:: WORK REQUEST ::
Give the entries again, exactly as written.
----------------
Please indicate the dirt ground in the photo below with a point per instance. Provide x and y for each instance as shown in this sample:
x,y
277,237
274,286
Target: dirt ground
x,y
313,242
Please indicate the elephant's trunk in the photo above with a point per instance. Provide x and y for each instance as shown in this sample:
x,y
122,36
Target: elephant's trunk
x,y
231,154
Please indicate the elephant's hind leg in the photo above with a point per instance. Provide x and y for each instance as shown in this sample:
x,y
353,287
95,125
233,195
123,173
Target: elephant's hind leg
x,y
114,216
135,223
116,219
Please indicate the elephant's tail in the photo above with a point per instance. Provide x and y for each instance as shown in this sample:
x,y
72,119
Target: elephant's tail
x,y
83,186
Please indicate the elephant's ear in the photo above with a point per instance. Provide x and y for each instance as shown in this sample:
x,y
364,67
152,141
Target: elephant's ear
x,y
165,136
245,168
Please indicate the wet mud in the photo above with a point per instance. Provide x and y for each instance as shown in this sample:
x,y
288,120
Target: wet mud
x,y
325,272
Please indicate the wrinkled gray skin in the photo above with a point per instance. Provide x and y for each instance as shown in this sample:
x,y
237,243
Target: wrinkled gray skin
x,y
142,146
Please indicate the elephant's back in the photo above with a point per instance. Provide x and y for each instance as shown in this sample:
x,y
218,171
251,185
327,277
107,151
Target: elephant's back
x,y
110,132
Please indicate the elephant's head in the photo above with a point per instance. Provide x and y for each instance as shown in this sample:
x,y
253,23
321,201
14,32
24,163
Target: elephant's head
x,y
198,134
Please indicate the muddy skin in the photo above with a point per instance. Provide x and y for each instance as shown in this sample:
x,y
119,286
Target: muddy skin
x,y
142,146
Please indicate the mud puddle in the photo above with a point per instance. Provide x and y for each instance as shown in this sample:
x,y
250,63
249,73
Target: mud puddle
----------------
:: EXPECTED OUTPUT ::
Please indicate the dirt ground in the photo below with a point per instance. Provide x and y for each instance as shown in this sample:
x,y
277,237
274,286
Target: dirt ground
x,y
313,242
Please indicate the elephant's trunk in the photo above with a point per instance. Provide x and y for each instance as shown in this sample:
x,y
122,36
Target: elephant's trunk
x,y
231,154
Please indicate the elephant's hind leg in the photo above with a point per instance. Provide x and y for each instance as shown in this sample:
x,y
353,287
95,125
233,195
123,173
Target: elephant's hind leg
x,y
114,216
135,223
116,219
Please indicate the elephant's tail in the photo above with a point per instance. Provide x and y for each instance as shown in this sample:
x,y
72,119
Target: elephant's tail
x,y
83,186
Please indicate the elephant's ear in the photo above with a point per instance. Provide x and y for each instance as shown in this sample:
x,y
364,67
152,141
Target: elephant's ear
x,y
165,136
245,168
Please indicate the wet mud in the photo above with a point per instance. Provide x and y for each instance as shown in this sample:
x,y
288,120
Target: wet mud
x,y
325,272
Please indicate the wrinkled gray skin in the photo above with a point per instance. Provide x and y for each instance as shown in this sample:
x,y
237,243
Target: wrinkled gray skin
x,y
142,146
Please indicate the elephant's back in the photo above with a point per instance. Provide x and y for each instance as shown in this sample:
x,y
218,171
251,185
327,277
107,151
Target: elephant's back
x,y
110,132
Please indicate the elephant's head in the photo above with a point per instance. Provide x and y for each instance as shown in this sample:
x,y
253,23
321,201
14,32
24,163
Target: elephant's head
x,y
198,134
Please indicate the muddy skin in the photo above with a point per instance. Provide x and y for each instance as shown in this sample:
x,y
119,286
Target: muddy skin
x,y
142,146
Please indicate the mud puddle in the photo above with a point per instance. Provide x and y for each instance as shown in this sample:
x,y
250,63
249,73
Target: mud puddle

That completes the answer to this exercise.